• Data provided
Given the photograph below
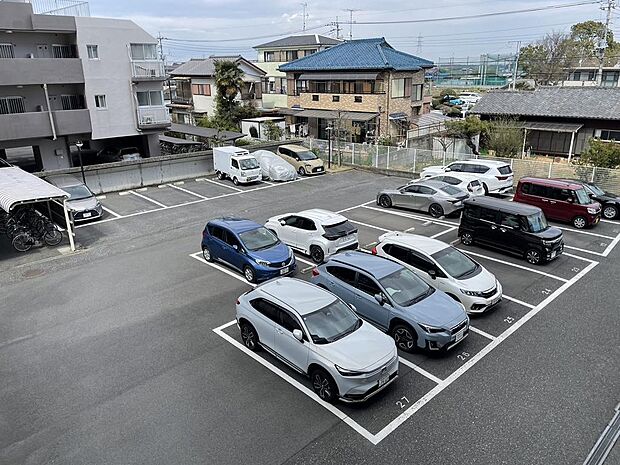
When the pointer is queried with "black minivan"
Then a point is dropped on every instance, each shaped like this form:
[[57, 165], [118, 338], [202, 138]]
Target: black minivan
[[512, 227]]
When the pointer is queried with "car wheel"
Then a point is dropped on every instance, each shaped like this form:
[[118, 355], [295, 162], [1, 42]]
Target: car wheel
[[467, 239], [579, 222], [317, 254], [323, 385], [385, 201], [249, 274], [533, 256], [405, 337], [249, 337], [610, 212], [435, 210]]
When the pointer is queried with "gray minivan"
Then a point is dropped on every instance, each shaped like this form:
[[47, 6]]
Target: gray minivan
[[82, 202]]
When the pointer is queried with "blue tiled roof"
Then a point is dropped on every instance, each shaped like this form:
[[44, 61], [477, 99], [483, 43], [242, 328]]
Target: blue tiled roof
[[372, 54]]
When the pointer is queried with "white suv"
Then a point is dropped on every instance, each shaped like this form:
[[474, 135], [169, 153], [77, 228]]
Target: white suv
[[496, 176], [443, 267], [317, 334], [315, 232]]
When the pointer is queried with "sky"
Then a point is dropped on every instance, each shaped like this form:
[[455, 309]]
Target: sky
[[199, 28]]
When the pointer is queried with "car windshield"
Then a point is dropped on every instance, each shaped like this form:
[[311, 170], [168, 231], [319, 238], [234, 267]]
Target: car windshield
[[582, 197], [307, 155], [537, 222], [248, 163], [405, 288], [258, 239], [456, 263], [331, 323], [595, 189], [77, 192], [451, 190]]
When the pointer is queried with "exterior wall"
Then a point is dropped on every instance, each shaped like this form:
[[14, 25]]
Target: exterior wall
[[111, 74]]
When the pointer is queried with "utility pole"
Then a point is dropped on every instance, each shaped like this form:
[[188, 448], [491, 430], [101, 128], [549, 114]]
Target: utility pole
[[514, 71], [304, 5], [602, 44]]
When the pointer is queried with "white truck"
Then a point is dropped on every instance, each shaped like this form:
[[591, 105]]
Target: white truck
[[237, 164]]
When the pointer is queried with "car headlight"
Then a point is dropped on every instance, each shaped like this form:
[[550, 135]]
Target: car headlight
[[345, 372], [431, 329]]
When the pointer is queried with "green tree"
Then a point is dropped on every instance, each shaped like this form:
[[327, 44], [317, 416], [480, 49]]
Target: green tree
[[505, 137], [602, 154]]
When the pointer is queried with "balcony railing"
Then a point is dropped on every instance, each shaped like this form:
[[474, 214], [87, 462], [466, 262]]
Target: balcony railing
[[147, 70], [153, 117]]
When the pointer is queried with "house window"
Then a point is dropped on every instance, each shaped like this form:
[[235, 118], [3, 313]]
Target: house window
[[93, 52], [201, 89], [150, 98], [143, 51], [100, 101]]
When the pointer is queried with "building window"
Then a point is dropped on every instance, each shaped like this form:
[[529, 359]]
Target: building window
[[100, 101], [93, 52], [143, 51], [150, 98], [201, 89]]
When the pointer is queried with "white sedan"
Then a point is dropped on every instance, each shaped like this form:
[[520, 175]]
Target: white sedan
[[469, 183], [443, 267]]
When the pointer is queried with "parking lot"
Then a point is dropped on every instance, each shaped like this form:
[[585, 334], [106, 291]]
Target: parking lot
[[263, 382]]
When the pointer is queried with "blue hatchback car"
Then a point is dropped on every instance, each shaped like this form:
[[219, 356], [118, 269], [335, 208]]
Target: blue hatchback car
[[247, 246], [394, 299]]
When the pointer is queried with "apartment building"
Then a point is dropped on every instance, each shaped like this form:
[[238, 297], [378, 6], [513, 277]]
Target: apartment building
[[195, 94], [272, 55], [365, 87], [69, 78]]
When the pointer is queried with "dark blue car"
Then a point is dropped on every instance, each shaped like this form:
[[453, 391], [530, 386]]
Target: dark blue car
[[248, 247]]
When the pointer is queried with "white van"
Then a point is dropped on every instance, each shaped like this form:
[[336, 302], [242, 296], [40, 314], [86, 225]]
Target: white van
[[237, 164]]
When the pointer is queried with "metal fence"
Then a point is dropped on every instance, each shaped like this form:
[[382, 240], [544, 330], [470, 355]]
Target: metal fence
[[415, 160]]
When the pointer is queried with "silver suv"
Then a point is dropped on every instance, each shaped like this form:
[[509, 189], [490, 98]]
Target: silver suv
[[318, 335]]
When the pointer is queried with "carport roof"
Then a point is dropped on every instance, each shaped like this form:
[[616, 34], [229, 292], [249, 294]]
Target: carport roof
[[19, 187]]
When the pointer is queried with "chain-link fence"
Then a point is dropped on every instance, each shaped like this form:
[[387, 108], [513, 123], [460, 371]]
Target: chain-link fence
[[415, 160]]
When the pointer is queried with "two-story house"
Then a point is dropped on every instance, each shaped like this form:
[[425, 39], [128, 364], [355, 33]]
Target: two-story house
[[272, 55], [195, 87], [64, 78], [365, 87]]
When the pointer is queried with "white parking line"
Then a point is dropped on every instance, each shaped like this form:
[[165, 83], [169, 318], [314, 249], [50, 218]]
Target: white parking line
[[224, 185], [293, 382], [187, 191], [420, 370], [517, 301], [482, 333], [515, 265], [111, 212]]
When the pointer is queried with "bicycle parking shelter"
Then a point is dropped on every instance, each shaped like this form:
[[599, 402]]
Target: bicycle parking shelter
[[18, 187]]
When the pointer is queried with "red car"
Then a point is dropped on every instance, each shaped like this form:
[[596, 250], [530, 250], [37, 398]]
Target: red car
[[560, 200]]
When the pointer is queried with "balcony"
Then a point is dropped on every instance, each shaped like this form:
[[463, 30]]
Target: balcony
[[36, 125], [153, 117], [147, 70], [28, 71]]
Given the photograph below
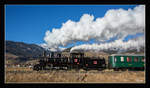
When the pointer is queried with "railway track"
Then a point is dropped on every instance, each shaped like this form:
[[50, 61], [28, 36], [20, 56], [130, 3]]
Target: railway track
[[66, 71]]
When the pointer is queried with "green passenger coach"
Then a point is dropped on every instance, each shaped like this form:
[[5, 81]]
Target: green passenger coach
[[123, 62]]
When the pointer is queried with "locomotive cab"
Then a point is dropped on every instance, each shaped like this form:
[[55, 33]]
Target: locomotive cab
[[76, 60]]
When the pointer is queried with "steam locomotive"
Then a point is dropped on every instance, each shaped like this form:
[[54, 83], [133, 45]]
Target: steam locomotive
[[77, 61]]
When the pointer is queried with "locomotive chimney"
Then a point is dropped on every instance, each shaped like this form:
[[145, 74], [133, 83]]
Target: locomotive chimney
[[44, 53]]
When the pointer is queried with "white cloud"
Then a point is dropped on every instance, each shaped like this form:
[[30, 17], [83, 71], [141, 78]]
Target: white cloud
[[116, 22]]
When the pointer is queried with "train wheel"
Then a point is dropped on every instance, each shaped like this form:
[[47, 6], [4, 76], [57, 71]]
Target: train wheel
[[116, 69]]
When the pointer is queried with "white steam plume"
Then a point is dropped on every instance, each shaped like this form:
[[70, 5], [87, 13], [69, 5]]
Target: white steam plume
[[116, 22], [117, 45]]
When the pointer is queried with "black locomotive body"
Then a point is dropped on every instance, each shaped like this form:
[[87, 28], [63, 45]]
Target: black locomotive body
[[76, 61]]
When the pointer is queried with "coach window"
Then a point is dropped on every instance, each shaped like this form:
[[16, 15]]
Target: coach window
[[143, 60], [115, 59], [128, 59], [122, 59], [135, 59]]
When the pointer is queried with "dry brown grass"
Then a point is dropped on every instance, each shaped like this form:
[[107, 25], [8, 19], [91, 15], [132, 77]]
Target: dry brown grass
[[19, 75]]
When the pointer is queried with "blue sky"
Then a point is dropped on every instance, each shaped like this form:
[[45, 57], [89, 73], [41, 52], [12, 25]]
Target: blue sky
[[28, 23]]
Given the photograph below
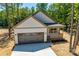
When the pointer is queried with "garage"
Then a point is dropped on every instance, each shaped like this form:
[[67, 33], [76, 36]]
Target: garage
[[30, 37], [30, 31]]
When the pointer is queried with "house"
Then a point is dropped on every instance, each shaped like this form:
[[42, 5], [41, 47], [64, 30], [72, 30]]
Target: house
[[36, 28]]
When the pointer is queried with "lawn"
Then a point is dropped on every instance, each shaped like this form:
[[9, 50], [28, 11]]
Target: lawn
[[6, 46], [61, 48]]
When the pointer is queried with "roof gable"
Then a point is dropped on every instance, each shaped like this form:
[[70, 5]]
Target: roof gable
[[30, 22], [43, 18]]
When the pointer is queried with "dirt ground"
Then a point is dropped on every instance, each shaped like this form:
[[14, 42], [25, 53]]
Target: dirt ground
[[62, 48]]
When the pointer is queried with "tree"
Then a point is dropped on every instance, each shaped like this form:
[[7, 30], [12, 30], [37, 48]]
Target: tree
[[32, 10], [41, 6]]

• Set problem
Could you render the records as a numbered list, starting at their first line and stopping after the line that contains "[[372, 54]]", with blank lines dropped and the pictures left out?

• Complete output
1. Given the photograph below
2. When the pointer is queried with "black minivan"
3. Then a point is dropped on every instance, each shaped like this form:
4. [[57, 165], [118, 338], [202, 138]]
5. Target: black minivan
6. [[512, 227]]
7. When the pointer is queried with "car wheel"
8. Then a point is dropped on every instance, each shaped like this form:
9. [[118, 355], [295, 162], [1, 42]]
10. Target: car wheel
11. [[467, 239], [579, 222], [317, 254], [323, 385], [385, 201], [249, 274], [533, 256], [405, 337], [249, 337], [610, 212], [435, 210]]
12. When the pointer is queried with "gray minivan"
13. Then a point is dropped on every instance, each shaped like this form:
14. [[47, 6]]
15. Target: gray minivan
16. [[82, 202]]
17. When the pointer is queried with "blue tiled roof"
18. Then a point is dropped on every instance, each shaped like this form:
19. [[44, 61], [477, 99], [483, 43], [242, 328]]
20. Target: blue tiled roof
21. [[372, 54]]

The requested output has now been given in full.